====== Source data ======

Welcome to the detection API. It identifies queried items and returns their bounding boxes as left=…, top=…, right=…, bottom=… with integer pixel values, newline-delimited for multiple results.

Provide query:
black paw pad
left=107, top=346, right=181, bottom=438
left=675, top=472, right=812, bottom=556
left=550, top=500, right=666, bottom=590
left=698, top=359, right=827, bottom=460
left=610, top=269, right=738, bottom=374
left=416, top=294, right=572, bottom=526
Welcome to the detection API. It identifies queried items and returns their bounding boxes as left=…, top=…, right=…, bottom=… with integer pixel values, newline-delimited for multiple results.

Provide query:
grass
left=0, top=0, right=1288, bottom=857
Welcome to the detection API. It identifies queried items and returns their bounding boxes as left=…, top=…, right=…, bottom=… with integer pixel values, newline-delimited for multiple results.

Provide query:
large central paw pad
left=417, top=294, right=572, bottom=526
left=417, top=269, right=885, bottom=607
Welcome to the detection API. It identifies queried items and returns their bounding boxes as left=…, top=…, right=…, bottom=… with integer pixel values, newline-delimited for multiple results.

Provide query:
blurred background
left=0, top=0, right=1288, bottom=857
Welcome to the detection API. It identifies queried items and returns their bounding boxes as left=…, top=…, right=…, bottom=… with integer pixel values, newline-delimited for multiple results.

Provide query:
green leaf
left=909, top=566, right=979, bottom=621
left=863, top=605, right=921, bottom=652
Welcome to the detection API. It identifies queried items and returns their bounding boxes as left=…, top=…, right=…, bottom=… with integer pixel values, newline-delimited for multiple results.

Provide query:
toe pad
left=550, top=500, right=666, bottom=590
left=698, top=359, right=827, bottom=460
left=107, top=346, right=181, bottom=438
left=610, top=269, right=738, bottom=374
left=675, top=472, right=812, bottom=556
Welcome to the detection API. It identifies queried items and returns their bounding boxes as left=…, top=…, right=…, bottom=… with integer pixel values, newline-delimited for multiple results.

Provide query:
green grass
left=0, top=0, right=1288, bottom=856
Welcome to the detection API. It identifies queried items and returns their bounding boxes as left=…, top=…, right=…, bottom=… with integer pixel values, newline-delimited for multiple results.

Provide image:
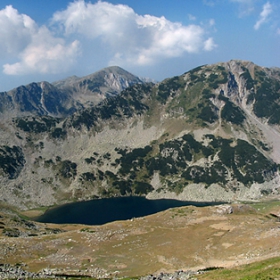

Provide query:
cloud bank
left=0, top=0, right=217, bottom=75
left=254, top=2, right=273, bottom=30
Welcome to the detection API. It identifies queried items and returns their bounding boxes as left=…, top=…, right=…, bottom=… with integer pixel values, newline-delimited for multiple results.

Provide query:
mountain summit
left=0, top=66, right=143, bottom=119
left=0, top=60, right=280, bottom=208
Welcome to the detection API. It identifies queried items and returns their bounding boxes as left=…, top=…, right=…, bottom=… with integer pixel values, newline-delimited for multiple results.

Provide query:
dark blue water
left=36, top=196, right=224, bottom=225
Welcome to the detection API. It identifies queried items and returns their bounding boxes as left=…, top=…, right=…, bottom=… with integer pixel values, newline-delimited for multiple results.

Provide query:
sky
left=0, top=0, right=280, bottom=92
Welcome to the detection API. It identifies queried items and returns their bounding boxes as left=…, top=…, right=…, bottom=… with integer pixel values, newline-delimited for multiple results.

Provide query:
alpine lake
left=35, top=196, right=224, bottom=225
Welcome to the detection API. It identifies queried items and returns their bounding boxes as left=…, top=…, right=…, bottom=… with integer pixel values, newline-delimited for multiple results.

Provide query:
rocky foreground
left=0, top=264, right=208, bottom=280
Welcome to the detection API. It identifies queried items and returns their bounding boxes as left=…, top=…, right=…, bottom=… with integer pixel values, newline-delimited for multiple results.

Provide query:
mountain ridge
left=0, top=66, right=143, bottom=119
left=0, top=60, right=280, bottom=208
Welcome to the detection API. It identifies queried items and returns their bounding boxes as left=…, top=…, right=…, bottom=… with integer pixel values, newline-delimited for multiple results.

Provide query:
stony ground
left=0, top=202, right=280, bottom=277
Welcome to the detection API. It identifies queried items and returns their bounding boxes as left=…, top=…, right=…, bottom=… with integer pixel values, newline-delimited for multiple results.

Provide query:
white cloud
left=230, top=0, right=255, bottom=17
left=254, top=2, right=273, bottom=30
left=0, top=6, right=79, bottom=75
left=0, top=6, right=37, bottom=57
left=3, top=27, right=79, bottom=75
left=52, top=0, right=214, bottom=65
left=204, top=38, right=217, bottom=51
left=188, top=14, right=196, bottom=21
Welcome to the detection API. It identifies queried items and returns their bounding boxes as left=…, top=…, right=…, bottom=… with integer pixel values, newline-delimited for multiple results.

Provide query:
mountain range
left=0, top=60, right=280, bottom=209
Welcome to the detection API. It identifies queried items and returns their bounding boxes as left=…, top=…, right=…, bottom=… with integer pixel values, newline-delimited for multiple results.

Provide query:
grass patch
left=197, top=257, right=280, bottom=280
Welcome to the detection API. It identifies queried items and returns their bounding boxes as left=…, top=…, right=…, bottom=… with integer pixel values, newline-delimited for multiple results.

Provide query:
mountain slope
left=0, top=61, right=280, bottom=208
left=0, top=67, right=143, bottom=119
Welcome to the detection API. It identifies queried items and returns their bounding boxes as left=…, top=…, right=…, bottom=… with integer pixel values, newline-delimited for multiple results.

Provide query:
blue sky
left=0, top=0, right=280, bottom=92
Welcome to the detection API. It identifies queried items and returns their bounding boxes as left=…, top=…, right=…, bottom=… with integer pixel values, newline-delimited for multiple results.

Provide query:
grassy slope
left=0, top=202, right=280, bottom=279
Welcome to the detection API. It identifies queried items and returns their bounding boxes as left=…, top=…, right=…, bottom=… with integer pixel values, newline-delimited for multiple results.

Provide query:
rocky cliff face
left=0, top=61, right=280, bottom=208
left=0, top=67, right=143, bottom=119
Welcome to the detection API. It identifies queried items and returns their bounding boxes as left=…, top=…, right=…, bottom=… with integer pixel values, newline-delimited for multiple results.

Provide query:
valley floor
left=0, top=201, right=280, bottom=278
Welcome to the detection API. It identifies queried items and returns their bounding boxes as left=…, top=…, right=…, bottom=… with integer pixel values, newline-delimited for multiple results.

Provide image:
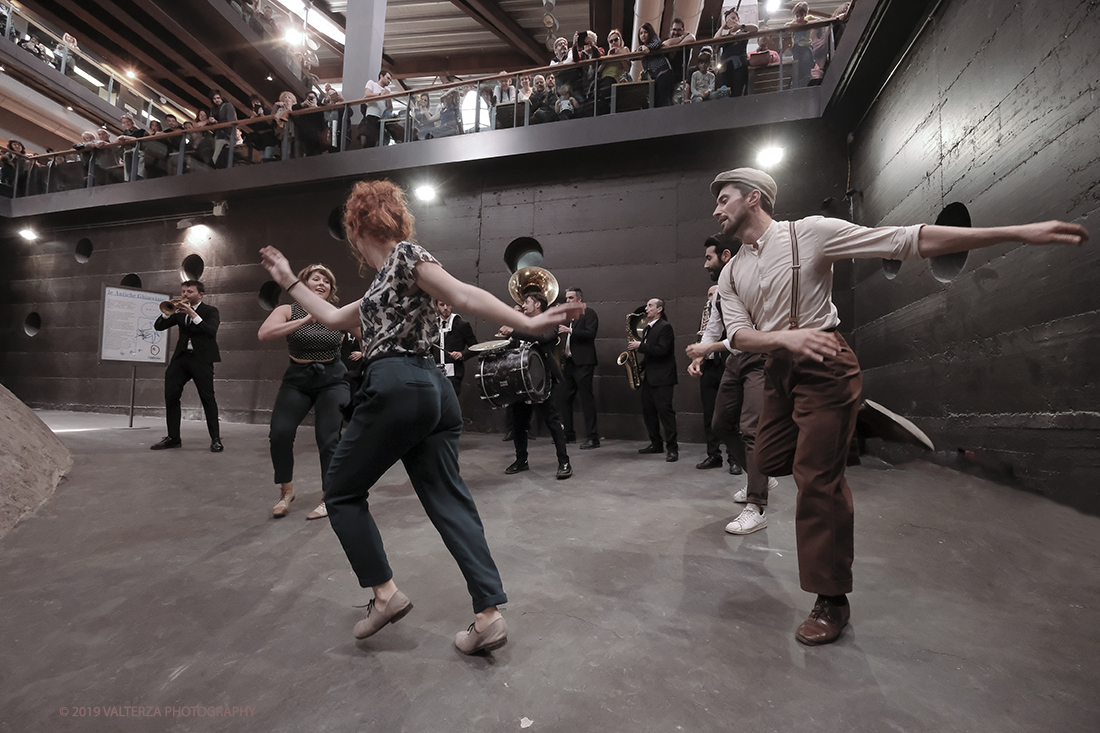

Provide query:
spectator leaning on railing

======

» **Problem to solve**
Repeat all of the rows above verbatim, leaving the pictures out of your answer.

» **Result for this exercise**
Welcome to the detection API. It identifies queried items and returns their bounding boxes as left=…, top=…, right=…, bottom=… with integer pixel values, newline-delimited for multiple results.

Provide query:
black paw pad
left=107, top=346, right=181, bottom=438
left=675, top=472, right=812, bottom=556
left=550, top=500, right=666, bottom=590
left=698, top=359, right=827, bottom=460
left=610, top=269, right=738, bottom=374
left=416, top=294, right=572, bottom=526
Welcome to the detection API. It identifies queried items and returns their bounding boxes as left=…, top=…, right=…, bottom=… with integer pixel values, newline-delimited for multiple results.

Provide query:
grass
left=0, top=0, right=1288, bottom=857
Welcome to the detection API. It identifies queried items and returns their bounding boxes as left=…, top=…, right=…, bottom=… with integer pixel values, newline-delimited for multiple results.

Provide query:
large central paw pad
left=417, top=294, right=572, bottom=526
left=417, top=269, right=885, bottom=607
Welcome to the detection API. It identifies queried items and returns their bounding boxes as left=…, top=…, right=…, bottom=… with integer pixel values, newline-delimited for multiple results.

Provide query:
blurred background
left=0, top=0, right=1288, bottom=857
Welcome to the detection API. It identifies queried items and returns their bounding boxes as left=…, top=…, right=…, bottom=… with integer pixel values, newline-delimited for multiple results.

Provide query:
green leaf
left=909, top=566, right=979, bottom=621
left=863, top=605, right=921, bottom=652
Welcome to the detection API. It identifies queried items and returns their bounding boxes as left=…, top=…, right=…, bottom=… with integer pixel values, newline-delimited for multiple results.

Provide query:
toe pad
left=550, top=500, right=666, bottom=590
left=698, top=359, right=827, bottom=460
left=107, top=346, right=181, bottom=438
left=610, top=269, right=738, bottom=374
left=675, top=472, right=812, bottom=556
Welcome to the detection API. It identifies queried items and returns their bounding boxes as left=…, top=…, right=…, bottom=… with integer pixel values, newline-delimited for multiple results.

Provide query:
green grass
left=0, top=0, right=1288, bottom=856
Welcome to the detection API. It identifies queried items and returns their bounding boxes as left=…, top=…, right=…, bottom=… with integer pixel values, newline-delimited for multiple results.

Provide image:

Provide query:
cloud bank
left=0, top=0, right=217, bottom=75
left=254, top=2, right=273, bottom=30
Welcome to the detection API. It identifies queried items and returns their bounding boxes as left=…, top=…, right=…, bottom=… with integer pixel values, newline-delimited for multiple results.

Provide query:
mountain summit
left=0, top=66, right=143, bottom=119
left=0, top=60, right=280, bottom=208
Welcome to the detection API. It identifies queried items and returns their bounding boxes as left=…, top=…, right=…, bottom=… with integer pixel values, newline-delimited for multiple results.

Provide query:
dark blue water
left=36, top=196, right=224, bottom=225
Welcome to the detection API. It identifies queried items and returns their bounding boxes as left=…, top=…, right=…, bottom=… with integer pixel values, newline-delimited for multiple results.

Provide query:
sky
left=0, top=0, right=280, bottom=92
Welcome to the detection API. It identifies queried items and returns their bounding boxes as left=…, top=…, right=…, bottom=… with integer pixel values, newline-delimited for multiple results.

Provide query:
alpine lake
left=35, top=196, right=224, bottom=225
Welcome to the detection API. It identifies queried items and returns their bounding boxes as left=…, top=…, right=…, bottom=… with integer pixel values, newline-delimited for multiple results.

Provide query:
rocky foreground
left=0, top=264, right=208, bottom=280
Welcome to the detection API. It identifies queried items and returns their bounding boxes as left=…, top=…, right=…, bottom=… with integer pixel values, newline-delimited for multiple results.

Provide query:
mountain ridge
left=0, top=66, right=143, bottom=119
left=0, top=60, right=280, bottom=208
Welcome to the detection API. It identifies queried items and returns their bounding boxes as left=…, top=…, right=…, bottom=… with integer pixel values, newline-delimited for multiple results.

Provide query:
stony ground
left=0, top=202, right=280, bottom=277
Welcome to the detection API. It identifies queried items and returns their bounding boxes as left=…, top=…, right=…, bottom=… with integer pixel values, newline-delimited for multiple results.

Provide query:
white cloud
left=230, top=0, right=255, bottom=17
left=254, top=2, right=273, bottom=30
left=0, top=6, right=79, bottom=75
left=0, top=6, right=37, bottom=57
left=3, top=27, right=79, bottom=75
left=52, top=0, right=214, bottom=65
left=204, top=38, right=217, bottom=51
left=188, top=14, right=196, bottom=21
Welcome to the detection API. It identifies queried items and returns their bounding boxes as left=…, top=…, right=…, bottom=… with integer pixel values, newline-delimited for multiple results.

Provide query:
mountain range
left=0, top=60, right=280, bottom=209
Welcome to the detection API. It identifies queried items and returns their bounding boxes as left=…, top=…, right=…, bottom=… with integer pixel values, newline-delimited for multiple results.

Provide query:
grass patch
left=197, top=257, right=280, bottom=280
Welcome to the detection API. It identifies queried items and returns their bounding boxes as left=…, top=…, right=…, bottom=… with integer pixel values, newline-delimited for multiple results.

Provide query:
mountain slope
left=0, top=61, right=280, bottom=208
left=0, top=67, right=143, bottom=119
Welcome to the detection API. It identifies queried items and returns their bounding boxes as left=…, top=…, right=…, bottom=… with integer pixel values, newline-delimited for multiple results.

Provide query:
blue sky
left=0, top=0, right=280, bottom=92
Welcome to the detection API. It identifies queried items and returns their bounding boxes as left=…, top=…, right=…, bottom=… with integer pixel values, newline-delimited for multiple results.

Provide query:
grassy slope
left=0, top=202, right=280, bottom=279
Welcome to the detection API. It identifies queried items and returns their bounding boxes as left=…, top=…, right=…, bottom=… with integer pixel values, newline-delimited for multiple results.

Provide query:
rocky cliff face
left=0, top=61, right=280, bottom=208
left=0, top=67, right=143, bottom=119
Welcome to the detection API. It identifies queried items and returns their bounding boxes as left=…, top=…, right=…, bottom=… with integer pixel values, newline-delimited for multiple results.

Provide query:
valley floor
left=0, top=201, right=280, bottom=278
Welcome to the detection API. It identifies queried items and returns their bounding boxes as left=…, top=…, right=…, bottom=… with integer pixel values, newline-delimited for multiple results.

Provide image:

Provide query:
spectator leaning on railing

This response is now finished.